Task objective: Find every line in the data below that contains the word "face", and copy each of those lines.

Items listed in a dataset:
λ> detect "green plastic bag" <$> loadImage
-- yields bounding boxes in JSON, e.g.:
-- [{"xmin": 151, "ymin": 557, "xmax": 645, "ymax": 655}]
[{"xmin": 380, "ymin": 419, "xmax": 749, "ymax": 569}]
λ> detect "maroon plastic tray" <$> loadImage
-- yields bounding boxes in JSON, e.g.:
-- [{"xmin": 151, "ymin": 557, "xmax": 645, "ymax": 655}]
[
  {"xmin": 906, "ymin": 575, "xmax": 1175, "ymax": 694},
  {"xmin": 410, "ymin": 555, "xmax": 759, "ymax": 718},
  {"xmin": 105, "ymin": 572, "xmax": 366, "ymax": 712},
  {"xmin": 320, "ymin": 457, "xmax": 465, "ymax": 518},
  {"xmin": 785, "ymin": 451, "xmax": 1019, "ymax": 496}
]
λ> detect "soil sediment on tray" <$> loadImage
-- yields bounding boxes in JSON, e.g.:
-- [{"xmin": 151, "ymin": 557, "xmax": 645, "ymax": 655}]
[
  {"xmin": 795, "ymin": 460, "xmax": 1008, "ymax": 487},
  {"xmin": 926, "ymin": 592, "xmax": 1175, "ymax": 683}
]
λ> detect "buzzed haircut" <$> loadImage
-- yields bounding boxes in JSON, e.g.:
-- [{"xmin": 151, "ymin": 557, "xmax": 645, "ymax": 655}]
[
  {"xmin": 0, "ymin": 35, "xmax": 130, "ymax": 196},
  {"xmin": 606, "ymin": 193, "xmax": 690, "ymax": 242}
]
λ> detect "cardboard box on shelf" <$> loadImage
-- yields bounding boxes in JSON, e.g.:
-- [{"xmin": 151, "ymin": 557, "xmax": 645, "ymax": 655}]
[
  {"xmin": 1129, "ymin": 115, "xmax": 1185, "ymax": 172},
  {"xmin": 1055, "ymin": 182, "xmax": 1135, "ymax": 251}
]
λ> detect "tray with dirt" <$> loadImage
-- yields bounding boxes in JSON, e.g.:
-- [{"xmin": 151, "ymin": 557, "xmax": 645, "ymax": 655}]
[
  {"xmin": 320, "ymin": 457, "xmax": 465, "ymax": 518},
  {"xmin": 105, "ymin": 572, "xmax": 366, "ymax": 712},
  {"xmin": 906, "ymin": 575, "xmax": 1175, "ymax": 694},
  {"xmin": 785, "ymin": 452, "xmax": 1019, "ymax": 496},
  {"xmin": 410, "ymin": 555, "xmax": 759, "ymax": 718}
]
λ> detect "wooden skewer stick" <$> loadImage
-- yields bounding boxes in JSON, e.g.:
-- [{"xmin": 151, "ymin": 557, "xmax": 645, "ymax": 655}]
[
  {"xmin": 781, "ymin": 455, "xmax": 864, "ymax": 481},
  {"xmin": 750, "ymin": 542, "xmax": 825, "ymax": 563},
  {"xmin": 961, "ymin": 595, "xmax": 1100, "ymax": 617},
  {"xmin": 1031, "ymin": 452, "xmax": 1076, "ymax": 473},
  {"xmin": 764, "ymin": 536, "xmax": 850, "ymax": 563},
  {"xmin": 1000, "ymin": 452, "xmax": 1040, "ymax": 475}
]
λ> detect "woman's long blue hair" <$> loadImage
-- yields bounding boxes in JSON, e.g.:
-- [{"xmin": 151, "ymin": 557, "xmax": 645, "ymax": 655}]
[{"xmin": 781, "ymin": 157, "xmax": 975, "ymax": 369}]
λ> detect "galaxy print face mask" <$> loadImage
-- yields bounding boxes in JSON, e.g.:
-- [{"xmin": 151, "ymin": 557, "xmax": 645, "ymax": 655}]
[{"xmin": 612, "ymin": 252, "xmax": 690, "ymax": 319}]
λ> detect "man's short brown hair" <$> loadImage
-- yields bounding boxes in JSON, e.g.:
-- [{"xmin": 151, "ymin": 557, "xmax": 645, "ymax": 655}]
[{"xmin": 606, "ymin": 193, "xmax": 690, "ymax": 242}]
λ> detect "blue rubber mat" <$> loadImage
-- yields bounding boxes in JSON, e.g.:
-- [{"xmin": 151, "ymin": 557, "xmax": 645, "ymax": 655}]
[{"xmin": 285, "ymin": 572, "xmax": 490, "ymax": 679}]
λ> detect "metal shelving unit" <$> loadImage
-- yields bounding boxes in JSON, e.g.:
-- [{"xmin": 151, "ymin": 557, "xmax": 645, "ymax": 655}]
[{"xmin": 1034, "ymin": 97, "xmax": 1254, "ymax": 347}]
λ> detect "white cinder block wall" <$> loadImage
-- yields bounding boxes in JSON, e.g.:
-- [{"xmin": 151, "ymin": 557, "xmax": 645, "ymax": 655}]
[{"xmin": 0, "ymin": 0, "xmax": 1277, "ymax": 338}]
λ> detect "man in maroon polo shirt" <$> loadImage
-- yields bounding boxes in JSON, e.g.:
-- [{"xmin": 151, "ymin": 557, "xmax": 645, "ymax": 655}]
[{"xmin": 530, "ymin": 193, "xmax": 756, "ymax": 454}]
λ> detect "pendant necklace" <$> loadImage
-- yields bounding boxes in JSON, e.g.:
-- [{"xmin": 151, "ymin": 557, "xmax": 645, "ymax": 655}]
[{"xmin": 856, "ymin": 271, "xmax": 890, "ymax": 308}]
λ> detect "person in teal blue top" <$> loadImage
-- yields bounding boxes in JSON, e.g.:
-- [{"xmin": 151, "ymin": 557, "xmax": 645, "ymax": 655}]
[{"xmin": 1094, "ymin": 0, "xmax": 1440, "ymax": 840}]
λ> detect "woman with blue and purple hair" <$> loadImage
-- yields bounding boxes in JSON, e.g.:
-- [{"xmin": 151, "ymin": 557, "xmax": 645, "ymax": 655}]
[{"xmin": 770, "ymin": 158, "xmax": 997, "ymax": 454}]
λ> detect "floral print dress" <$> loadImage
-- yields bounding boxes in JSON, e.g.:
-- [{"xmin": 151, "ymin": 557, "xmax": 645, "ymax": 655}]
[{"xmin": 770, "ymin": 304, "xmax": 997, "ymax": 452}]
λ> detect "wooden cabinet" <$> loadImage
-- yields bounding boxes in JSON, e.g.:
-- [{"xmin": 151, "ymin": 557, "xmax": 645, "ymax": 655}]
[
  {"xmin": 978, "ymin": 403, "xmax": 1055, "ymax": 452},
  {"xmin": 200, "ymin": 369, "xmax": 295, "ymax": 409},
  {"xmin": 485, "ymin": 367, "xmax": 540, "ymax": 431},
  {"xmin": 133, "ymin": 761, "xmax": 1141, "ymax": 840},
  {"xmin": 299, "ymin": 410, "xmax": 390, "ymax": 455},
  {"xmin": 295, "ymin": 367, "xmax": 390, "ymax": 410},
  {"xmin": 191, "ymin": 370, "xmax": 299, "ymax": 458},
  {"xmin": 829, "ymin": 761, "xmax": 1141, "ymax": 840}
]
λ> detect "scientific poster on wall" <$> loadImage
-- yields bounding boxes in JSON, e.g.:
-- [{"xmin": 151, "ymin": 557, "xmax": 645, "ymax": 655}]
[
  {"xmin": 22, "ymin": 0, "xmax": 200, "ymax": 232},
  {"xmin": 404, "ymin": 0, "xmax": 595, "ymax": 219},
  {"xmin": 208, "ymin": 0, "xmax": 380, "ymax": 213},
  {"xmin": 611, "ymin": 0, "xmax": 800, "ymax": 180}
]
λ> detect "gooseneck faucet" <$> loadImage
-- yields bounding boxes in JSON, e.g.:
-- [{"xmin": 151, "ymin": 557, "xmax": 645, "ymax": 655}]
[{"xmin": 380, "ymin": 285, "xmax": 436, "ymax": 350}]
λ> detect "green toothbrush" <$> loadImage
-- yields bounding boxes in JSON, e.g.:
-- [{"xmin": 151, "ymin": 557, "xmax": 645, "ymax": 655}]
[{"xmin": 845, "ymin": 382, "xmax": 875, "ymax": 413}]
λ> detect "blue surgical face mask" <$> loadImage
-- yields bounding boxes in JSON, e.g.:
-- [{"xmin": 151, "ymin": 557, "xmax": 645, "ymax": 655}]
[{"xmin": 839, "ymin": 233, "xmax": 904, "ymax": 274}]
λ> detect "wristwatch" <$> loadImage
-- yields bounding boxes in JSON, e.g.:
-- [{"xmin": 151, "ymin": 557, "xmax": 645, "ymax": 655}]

Reply:
λ> detect "galaxy print face mask" <$> loadImage
λ> detect "blue surgical face mask" <$> loadImage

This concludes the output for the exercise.